| Supplied text |
•••
Paul Eggert Aug. 18, 2017, 3:29 p.m. UTC | #2
Thanks, I like the overall change too. One quibble:

> +  __libc_message (do_abort, "Fatal glibc error in malloc: %s\n", str);

This change to the message wording won't work well, as the user will see 
redundant text like "Fatal glibc error in malloc: malloc(): memory corruption 
(fast)". Also, the wording "glibc error" suggests that there must be a fault in 
glibc, whereas it's more likely that the fault is in the application. I suggest 
changing the above line to:

   __libc_message (do_abort, "%s\n", str);

This is simpler, and this way glibc will keep using the same wording that it's 
been using for a while.
  
Florian Weimer Aug. 30, 2017, 2:44 p.m. UTC | #3
I'm going to push this with the NEWS edit suggested by Carlos, and with
the error message change reverted, per Paul's recommendation.
•••
| Data listing |
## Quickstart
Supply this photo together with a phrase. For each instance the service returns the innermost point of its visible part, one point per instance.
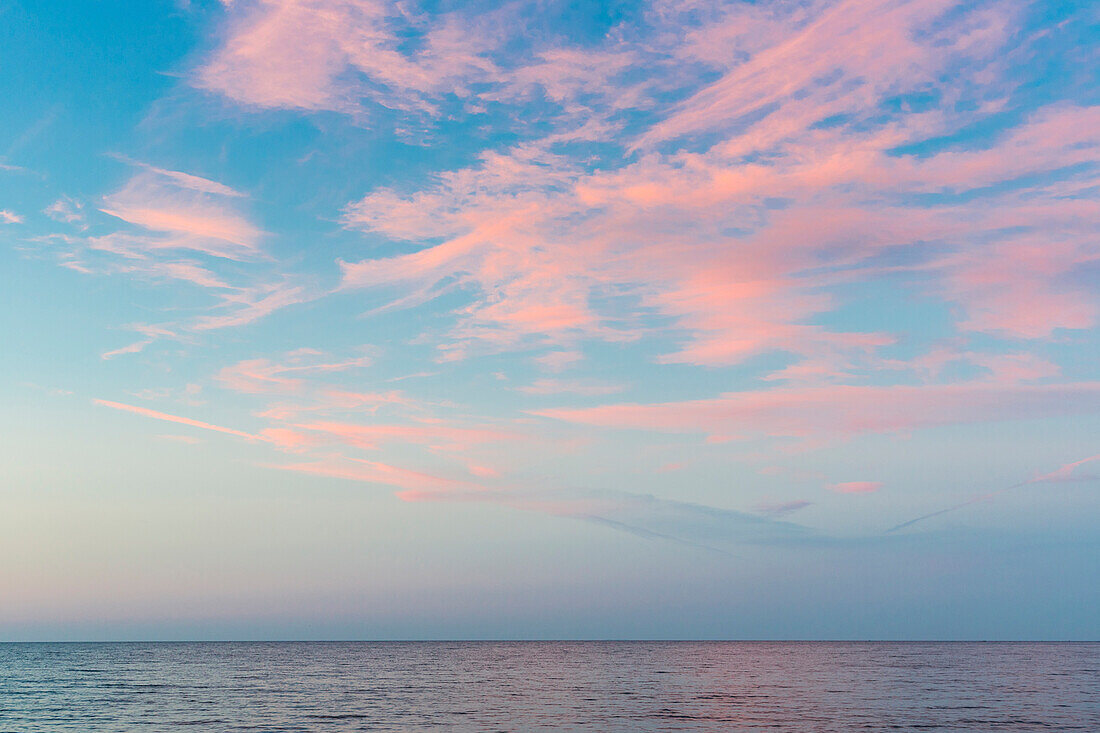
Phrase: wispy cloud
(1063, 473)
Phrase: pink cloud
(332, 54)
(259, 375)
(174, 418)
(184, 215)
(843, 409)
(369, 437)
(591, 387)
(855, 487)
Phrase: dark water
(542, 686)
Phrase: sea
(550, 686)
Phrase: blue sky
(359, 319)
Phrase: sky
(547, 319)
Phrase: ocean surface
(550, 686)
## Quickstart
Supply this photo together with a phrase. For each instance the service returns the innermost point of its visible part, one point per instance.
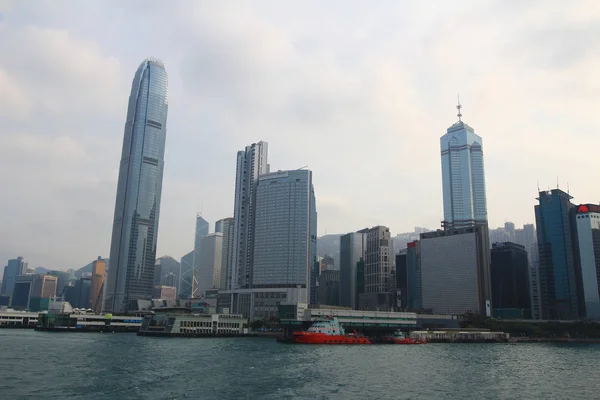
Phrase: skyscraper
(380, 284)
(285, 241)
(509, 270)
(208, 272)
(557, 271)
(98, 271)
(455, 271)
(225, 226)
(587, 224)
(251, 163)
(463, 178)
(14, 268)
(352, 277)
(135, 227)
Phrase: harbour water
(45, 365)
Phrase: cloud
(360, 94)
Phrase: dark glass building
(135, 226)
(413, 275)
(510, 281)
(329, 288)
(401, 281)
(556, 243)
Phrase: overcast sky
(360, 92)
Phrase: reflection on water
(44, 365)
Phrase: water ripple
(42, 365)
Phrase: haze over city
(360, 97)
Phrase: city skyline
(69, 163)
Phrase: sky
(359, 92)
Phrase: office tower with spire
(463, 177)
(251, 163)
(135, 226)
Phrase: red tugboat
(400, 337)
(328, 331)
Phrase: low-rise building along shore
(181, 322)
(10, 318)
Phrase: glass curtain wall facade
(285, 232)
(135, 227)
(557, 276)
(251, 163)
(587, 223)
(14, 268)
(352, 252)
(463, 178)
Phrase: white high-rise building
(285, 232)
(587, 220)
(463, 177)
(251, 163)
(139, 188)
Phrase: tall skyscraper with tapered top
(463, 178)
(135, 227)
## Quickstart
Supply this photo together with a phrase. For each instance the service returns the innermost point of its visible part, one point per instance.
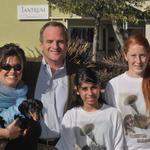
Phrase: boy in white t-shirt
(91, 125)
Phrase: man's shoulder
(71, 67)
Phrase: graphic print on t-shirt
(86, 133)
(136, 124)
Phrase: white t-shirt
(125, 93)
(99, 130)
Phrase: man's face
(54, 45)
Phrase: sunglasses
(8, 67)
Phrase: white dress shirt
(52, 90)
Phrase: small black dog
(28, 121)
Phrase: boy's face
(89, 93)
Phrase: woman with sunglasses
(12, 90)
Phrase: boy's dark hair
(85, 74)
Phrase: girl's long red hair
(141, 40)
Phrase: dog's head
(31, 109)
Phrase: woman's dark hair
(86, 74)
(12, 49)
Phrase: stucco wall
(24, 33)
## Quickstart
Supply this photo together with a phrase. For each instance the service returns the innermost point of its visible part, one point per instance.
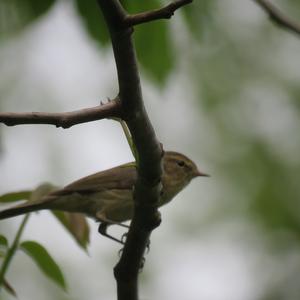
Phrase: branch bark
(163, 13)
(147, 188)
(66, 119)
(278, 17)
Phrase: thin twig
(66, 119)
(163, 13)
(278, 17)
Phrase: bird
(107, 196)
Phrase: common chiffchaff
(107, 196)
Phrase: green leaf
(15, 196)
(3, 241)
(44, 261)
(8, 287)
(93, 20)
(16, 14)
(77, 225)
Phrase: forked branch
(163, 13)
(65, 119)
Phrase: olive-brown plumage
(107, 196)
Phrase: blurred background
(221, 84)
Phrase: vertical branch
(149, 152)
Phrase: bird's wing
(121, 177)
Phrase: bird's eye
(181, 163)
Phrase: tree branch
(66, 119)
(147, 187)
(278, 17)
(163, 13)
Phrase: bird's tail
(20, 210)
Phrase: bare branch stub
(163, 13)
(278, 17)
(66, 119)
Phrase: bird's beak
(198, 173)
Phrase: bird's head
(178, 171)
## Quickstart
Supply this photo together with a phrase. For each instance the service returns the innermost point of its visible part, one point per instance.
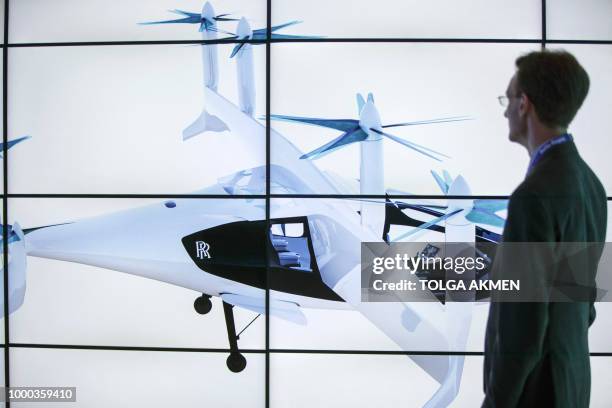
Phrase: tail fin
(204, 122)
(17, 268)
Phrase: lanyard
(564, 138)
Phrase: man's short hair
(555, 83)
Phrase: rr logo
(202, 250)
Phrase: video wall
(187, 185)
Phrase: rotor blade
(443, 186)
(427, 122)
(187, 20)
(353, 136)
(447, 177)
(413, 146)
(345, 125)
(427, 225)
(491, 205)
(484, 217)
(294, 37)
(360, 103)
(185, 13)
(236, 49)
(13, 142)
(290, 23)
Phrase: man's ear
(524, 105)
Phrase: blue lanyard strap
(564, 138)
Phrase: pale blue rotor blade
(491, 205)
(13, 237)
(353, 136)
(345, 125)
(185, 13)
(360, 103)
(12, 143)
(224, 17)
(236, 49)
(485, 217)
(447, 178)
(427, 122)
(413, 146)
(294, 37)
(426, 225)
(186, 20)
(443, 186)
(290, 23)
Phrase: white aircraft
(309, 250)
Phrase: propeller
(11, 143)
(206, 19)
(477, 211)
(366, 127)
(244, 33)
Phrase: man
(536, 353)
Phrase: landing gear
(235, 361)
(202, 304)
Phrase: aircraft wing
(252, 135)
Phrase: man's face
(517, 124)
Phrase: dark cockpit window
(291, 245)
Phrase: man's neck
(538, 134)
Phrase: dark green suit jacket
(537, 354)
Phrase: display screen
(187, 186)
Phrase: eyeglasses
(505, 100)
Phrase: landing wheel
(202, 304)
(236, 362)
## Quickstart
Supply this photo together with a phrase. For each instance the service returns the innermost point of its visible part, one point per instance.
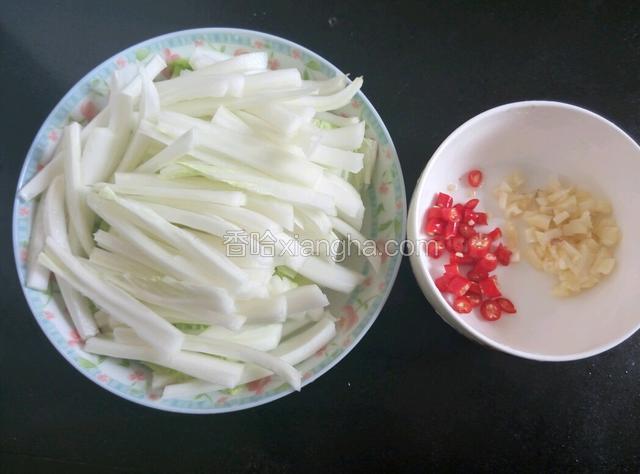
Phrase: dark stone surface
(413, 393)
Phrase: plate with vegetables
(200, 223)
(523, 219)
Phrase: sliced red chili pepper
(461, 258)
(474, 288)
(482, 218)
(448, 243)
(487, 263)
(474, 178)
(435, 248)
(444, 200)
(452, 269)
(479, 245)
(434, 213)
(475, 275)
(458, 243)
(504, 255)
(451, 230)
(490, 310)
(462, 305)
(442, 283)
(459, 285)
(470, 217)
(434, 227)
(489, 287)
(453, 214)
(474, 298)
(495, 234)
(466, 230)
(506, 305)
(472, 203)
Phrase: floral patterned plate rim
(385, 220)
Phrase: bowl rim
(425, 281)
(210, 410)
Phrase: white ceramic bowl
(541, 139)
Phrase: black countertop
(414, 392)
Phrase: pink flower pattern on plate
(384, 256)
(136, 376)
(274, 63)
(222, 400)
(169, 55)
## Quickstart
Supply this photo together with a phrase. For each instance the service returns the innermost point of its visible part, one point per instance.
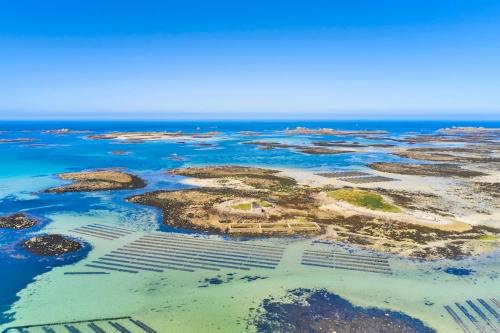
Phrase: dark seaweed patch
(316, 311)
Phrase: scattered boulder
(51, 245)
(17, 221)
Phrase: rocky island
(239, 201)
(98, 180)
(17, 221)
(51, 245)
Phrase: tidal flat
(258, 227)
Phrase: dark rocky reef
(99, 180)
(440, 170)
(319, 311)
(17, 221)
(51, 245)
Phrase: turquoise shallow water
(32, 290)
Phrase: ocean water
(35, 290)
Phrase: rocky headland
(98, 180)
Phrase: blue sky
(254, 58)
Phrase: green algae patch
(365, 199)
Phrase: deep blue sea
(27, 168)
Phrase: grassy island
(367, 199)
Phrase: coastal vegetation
•••
| Tasks to carry out |
a: From the glibc review thread, quote the passage starting with "This change to" and going on through "per Paul's recommendation.".
b: According to the glibc review thread, where does Paul Eggert say the fault is more likely to be?

| Numbered answers |
a:
This change to the message wording won't work well, as the user will see 
redundant text like "Fatal glibc error in malloc: malloc(): memory corruption 
(fast)". Also, the wording "glibc error" suggests that there must be a fault in 
glibc, whereas it's more likely that the fault is in the application. I suggest 
changing the above line to:

   __libc_message (do_abort, "%s\n", str);

This is simpler, and this way glibc will keep using the same wording that it's 
been using for a while.
  
Florian Weimer Aug. 30, 2017, 2:44 p.m. UTC | #3
I'm going to push this with the NEWS edit suggested by Carlos, and with
the error message change reverted, per Paul's recommendation.

b: In the application, rather than in glibc.